# Text extract

May 29th, 2012 § § permalink
Hello friends. I’m feeling neglectful that the month of May is coming to an end and I’ve only dropped by to share a half-dozen times. Promise there’s hard work happening behind the scenes (follow what I’m up to on Facebook and Twitter in the meantime) that will be well worth it when we hit June. We’re talking giveaways, interviews, guest posts, and some good ‘ol summertime Minnesota-grown cookin’.
Tonight, I’m checking off one mighty item on the to-do list.
Ladies and gentlemen,
The garden is finally in.
May 25th, 2012 § § permalink
Last May, I gave my dad Ameraucana chicks for his birthday as an addition to his growing coop back home. Before they were delivered, the chicks spent a few cozy nights as house guests under my careful watch. Let’s be honest…I was an obsessive mother hen. By the time they left, all 5 had names and their own personalities. How could you not fall in love with a cute little puff-ball like this?
Those gals are all grown up and producing gorgeous blue “Easter eggs”. When it came time for my parents to place their chick order again this year, they asked me to house sit for 5 more from Eggplant Urban Farm Supply in St. Paul. Yesterday I picked tiny golden Buff Orpington chicks and brought them home to cuddle and canoodle.
When it comes to local eggs, it doesn’t get any better than freshly snatched from the nest box. A growing number of Twin Cities households are recognizing the ease and enjoyment of keeping a backyard coop. Eggplant reported having orders for 150 chicks in the previous two weeks alone, suggesting that what started as a trend is growing into larger a backyard movement. Homegrown chickens not only offer the freshest eggs, but they also provide greater control over where food originates, insurance of humane care, and protection against large food borne illness outbreaks.
If you’re interested, Eggplant also offers regular Backyard Chicken classes for beginners learning about permit and coop requirements, cold-climate care, and special considerations for urban poultry. There’s also an annual Twin Cities coop tour in September if you’d like to check out how other owners are supporting backyard flocks.

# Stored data
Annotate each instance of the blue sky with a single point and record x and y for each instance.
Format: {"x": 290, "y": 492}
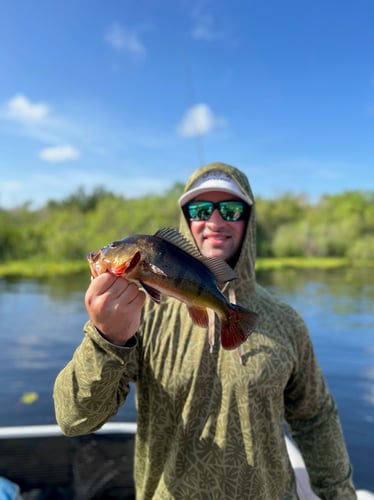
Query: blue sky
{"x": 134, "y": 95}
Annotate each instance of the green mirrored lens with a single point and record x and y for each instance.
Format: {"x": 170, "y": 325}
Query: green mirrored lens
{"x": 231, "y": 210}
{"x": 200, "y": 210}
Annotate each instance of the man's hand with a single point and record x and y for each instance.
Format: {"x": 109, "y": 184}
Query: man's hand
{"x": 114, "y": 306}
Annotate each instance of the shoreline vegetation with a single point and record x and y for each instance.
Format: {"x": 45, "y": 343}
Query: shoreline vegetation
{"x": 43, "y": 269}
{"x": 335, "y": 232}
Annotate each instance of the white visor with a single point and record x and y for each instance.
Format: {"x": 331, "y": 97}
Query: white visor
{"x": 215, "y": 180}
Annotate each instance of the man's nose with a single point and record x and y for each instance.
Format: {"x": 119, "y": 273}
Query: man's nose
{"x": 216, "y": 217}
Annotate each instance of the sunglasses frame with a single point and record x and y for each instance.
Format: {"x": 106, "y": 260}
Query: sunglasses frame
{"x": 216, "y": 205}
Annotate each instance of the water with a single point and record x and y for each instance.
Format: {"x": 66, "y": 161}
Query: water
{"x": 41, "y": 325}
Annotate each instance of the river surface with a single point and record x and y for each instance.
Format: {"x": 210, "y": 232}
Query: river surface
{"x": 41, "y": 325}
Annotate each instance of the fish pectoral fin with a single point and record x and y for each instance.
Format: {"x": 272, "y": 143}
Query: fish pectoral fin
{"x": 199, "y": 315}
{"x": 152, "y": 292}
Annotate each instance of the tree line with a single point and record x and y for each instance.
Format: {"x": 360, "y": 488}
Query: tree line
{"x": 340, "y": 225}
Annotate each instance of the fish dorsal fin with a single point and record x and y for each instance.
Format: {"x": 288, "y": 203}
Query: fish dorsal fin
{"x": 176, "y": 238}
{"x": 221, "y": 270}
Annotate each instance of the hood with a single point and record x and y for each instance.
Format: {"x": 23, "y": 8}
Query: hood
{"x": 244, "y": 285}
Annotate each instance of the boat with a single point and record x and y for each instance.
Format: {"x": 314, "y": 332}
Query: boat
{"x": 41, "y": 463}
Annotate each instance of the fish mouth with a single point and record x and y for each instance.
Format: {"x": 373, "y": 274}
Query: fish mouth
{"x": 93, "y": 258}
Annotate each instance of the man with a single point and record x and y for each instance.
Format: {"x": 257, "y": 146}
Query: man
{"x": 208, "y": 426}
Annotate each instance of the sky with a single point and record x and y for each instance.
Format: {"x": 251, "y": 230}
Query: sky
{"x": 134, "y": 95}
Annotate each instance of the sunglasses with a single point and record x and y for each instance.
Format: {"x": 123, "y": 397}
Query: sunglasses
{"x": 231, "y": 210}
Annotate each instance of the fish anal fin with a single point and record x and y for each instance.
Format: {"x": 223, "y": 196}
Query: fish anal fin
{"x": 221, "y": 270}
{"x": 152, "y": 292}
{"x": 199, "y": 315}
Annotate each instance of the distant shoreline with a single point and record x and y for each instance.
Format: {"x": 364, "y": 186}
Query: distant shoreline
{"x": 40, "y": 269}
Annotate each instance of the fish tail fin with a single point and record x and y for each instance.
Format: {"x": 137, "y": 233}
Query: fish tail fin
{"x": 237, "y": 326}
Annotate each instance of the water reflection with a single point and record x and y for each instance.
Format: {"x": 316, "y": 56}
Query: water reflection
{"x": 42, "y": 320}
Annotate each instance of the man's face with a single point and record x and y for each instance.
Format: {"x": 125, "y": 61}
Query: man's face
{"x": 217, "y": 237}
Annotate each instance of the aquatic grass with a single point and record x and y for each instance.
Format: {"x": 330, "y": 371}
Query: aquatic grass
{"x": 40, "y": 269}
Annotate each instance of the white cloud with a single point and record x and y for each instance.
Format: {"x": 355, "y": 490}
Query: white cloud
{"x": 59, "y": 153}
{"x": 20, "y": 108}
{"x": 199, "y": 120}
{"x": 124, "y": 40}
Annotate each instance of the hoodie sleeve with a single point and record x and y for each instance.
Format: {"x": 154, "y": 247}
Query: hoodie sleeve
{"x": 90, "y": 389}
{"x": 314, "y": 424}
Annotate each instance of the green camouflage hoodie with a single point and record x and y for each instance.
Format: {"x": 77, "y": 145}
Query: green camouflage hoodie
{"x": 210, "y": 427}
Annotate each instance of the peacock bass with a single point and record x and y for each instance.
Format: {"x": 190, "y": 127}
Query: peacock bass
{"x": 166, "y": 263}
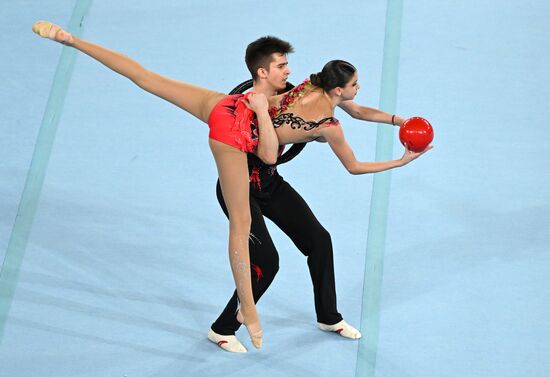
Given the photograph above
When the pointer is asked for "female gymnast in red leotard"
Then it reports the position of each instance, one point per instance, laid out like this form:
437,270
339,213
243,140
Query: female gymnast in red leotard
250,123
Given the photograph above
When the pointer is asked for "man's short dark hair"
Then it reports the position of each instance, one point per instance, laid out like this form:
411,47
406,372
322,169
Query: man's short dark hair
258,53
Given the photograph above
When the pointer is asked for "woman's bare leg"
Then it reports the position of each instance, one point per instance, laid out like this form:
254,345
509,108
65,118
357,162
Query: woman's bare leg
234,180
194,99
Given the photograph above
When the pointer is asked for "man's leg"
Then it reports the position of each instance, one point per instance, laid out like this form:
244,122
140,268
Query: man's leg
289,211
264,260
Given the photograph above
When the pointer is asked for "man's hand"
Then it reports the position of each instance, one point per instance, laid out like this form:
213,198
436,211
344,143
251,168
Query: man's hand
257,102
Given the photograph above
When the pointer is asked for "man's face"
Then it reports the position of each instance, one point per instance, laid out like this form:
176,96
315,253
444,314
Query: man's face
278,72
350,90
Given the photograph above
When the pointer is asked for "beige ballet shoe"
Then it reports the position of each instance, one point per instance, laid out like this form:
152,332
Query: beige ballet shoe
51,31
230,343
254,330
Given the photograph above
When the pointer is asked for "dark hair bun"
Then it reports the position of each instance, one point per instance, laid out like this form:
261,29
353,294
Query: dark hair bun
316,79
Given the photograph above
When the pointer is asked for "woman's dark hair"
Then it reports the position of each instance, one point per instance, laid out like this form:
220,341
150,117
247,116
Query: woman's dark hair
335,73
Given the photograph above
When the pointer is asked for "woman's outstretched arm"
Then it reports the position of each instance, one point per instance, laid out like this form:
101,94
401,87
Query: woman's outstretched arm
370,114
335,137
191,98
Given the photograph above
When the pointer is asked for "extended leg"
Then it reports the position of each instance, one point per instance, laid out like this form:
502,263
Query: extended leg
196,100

# Problem to work on
Translate this sentence from the backyard chicken post into Spanish: "When it comes to local eggs, it doesn’t get any better than freshly snatched from the nest box."

# Full answer
En cuanto a huevos locales, no hay nada mejor que los recién sacados del ponedero.